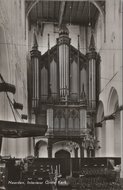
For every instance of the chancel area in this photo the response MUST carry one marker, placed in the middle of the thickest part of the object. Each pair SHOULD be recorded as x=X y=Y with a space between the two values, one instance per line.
x=61 y=90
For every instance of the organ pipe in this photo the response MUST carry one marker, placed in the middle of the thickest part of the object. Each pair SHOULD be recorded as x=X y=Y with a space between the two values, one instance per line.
x=92 y=56
x=35 y=56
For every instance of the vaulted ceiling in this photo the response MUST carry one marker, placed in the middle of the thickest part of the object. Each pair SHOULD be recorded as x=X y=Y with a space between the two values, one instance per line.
x=67 y=12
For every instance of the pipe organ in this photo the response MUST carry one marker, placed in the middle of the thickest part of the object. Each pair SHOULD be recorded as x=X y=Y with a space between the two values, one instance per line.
x=63 y=48
x=65 y=87
x=35 y=59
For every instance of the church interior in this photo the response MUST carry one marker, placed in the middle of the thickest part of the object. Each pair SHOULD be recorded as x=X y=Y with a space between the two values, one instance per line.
x=61 y=95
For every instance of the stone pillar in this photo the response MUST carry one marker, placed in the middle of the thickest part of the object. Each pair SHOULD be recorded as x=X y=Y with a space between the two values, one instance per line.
x=50 y=121
x=81 y=151
x=121 y=124
x=110 y=138
x=76 y=152
x=92 y=65
x=49 y=149
x=63 y=45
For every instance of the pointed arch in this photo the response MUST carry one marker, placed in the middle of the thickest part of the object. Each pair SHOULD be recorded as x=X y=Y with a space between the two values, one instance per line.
x=113 y=101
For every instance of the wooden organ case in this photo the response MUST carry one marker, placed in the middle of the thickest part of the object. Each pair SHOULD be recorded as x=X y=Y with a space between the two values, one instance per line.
x=64 y=88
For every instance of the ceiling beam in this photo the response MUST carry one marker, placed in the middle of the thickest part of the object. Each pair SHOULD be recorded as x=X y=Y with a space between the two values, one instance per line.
x=62 y=8
x=30 y=6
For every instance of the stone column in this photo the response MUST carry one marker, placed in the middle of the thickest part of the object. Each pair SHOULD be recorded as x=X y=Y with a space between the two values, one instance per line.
x=50 y=121
x=76 y=152
x=110 y=138
x=121 y=124
x=49 y=149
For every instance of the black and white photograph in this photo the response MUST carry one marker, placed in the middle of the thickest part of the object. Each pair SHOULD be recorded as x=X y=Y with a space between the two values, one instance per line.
x=61 y=95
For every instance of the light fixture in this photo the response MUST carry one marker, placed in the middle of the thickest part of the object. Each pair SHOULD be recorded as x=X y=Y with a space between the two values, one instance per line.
x=6 y=87
x=17 y=105
x=24 y=116
x=91 y=143
x=89 y=24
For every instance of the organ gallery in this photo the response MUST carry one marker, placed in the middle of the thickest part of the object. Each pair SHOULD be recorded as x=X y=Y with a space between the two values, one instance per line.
x=64 y=87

*AIM OF THE TASK*:
Reproduce each record above by retyping it exactly; omit all images.

*SOLUTION TO THIS EXERCISE*:
For every instance of the chancel area in this photo the response MUST carry one marker, placed in the middle of the thickest part of the object. Each pair SHOULD be recorded as x=X y=Y with a space between the two values, one instance per line.
x=61 y=90
For every instance of the organ pipe in this photo the response MUST carry one marker, placed in the middle of the thickest part of the object. Each pair SHOULD be recorded as x=X y=Y with a space between the two values, one instance per line.
x=92 y=56
x=35 y=56
For every instance of the vaulted ceiling in this photo the response MUST carry one marker, placed in the middle of the thickest part of the object. Each pair SHOULD be recorded as x=X y=Y with a space between the two values, one instance per line.
x=67 y=12
For every instance of the pipe organ in this photo the response MUST carry one marker, placed in the middle of the thickest part of the object. Each pair SHOULD be recorded as x=X y=Y with a space between the two values, one instance per line.
x=63 y=48
x=65 y=87
x=35 y=59
For every instance of the church interior in this photo the response MUST carry one marker, placed in the middle of the thickest part of the object. Each pair SHOULD be recorded as x=X y=Y with a space between the two values, one instance per line.
x=61 y=95
For every instance of the stone pillar in this photo the response MUST carry one marker, placed in the middle of the thickest part of the object. Each pair SHOULD be recorded as x=X y=Y with a space between the two values, one instance per line.
x=50 y=121
x=81 y=151
x=121 y=124
x=110 y=138
x=76 y=152
x=92 y=65
x=49 y=149
x=63 y=45
For every instance of the pointed arch in this photo the response MUST carry one marker, placed in the middle of the thickest part of the object. Each pair SHOULD be recorded as x=X y=Y with a space between the two values, one instance per line.
x=113 y=101
For every instance of the wooden organ case in this photo the response MUST carry one marker, placed in the middle of the thickest part of the object. Each pair SHOULD be recorded as x=X y=Y with a space between the two values, one instance per line.
x=64 y=88
For every instance of the ceiling beam in this photo the response MUST carry one marker, placed in the middle of the thickest part of the object. Each pair SHOULD be recorded as x=X y=Y with a space between the two values, one instance per line.
x=62 y=8
x=30 y=6
For every instance of the stone column in this photo the response MUST carry one marker, placed in the middle of the thickest part of the object. Each pair SHOULD be recorded as x=X y=Y with a space between the two values, one instance per line.
x=50 y=121
x=76 y=152
x=110 y=138
x=121 y=124
x=49 y=149
For every instance of the black and white photograph in this photo the response MUST carry one marker, placed in the middle of the thickest part of the object. Each pair SHOULD be recorded as x=X y=Y with a space between the two values, one instance per line.
x=61 y=95
For every instance of the light fixture in this photo the response MUST carry one marker, placed in the middle of the thickest part of the object. Each pair SHOULD be recorded as x=X y=Y with a space between the two values, one instance per line.
x=6 y=87
x=17 y=105
x=24 y=116
x=91 y=143
x=89 y=24
For every instance of the organ gallery in this photo the response MUST carry one marker, placed in the middle of the thickest part of the object. Each pair SHOULD be recorded as x=X y=Y with a space between the two values, one instance per line.
x=64 y=87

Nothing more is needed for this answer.